Entradas de anotación de cuadros delimitadores
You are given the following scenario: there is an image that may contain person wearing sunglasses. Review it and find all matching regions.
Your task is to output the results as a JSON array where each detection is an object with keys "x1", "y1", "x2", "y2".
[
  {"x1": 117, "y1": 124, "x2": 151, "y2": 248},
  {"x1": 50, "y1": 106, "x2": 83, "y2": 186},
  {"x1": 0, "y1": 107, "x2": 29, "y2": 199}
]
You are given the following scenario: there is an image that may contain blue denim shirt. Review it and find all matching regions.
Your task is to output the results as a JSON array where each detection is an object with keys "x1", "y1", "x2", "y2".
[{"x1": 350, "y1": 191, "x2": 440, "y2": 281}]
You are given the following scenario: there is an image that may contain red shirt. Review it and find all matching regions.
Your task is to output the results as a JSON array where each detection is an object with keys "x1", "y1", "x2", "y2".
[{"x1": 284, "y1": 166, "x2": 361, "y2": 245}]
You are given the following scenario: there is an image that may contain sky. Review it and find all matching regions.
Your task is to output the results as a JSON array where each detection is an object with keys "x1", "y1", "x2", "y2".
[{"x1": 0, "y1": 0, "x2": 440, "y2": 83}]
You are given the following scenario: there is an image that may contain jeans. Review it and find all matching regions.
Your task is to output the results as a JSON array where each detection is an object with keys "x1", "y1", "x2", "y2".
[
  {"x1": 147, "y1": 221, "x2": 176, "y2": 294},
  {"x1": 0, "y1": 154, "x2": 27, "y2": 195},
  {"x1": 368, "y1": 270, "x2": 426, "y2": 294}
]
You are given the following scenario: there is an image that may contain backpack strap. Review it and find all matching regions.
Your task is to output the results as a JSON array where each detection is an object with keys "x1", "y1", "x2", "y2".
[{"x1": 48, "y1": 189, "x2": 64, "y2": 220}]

* _Instrucciones de la tarea_:
Organiza todas las líneas de las entradas anteriores como una lista numerada y omite las líneas en blanco.

* _Solución del ejercicio_:
1. You are given the following scenario: there is an image that may contain person wearing sunglasses. Review it and find all matching regions.
2. Your task is to output the results as a JSON array where each detection is an object with keys "x1", "y1", "x2", "y2".
3. [
4.   {"x1": 117, "y1": 124, "x2": 151, "y2": 248},
5.   {"x1": 50, "y1": 106, "x2": 83, "y2": 186},
6.   {"x1": 0, "y1": 107, "x2": 29, "y2": 199}
7. ]
8. You are given the following scenario: there is an image that may contain blue denim shirt. Review it and find all matching regions.
9. Your task is to output the results as a JSON array where each detection is an object with keys "x1", "y1", "x2", "y2".
10. [{"x1": 350, "y1": 191, "x2": 440, "y2": 281}]
11. You are given the following scenario: there is an image that may contain red shirt. Review it and find all matching regions.
12. Your task is to output the results as a JSON array where each detection is an object with keys "x1", "y1", "x2", "y2".
13. [{"x1": 284, "y1": 166, "x2": 361, "y2": 245}]
14. You are given the following scenario: there is an image that may contain sky. Review it and find all matching regions.
15. Your task is to output the results as a JSON array where each detection is an object with keys "x1", "y1", "x2", "y2".
16. [{"x1": 0, "y1": 0, "x2": 440, "y2": 83}]
17. You are given the following scenario: there is an image that may contain jeans. Review it and find all matching regions.
18. Your task is to output the results as a JSON array where each detection is an object with keys "x1", "y1", "x2", "y2".
19. [
20.   {"x1": 147, "y1": 221, "x2": 176, "y2": 294},
21.   {"x1": 0, "y1": 154, "x2": 27, "y2": 195},
22.   {"x1": 368, "y1": 270, "x2": 426, "y2": 294}
23. ]
24. You are given the following scenario: there is an image that may contain backpack strap. Review it and find all matching regions.
25. Your task is to output the results as a JSON array where each detection is an object with keys "x1", "y1", "x2", "y2".
26. [{"x1": 48, "y1": 189, "x2": 64, "y2": 220}]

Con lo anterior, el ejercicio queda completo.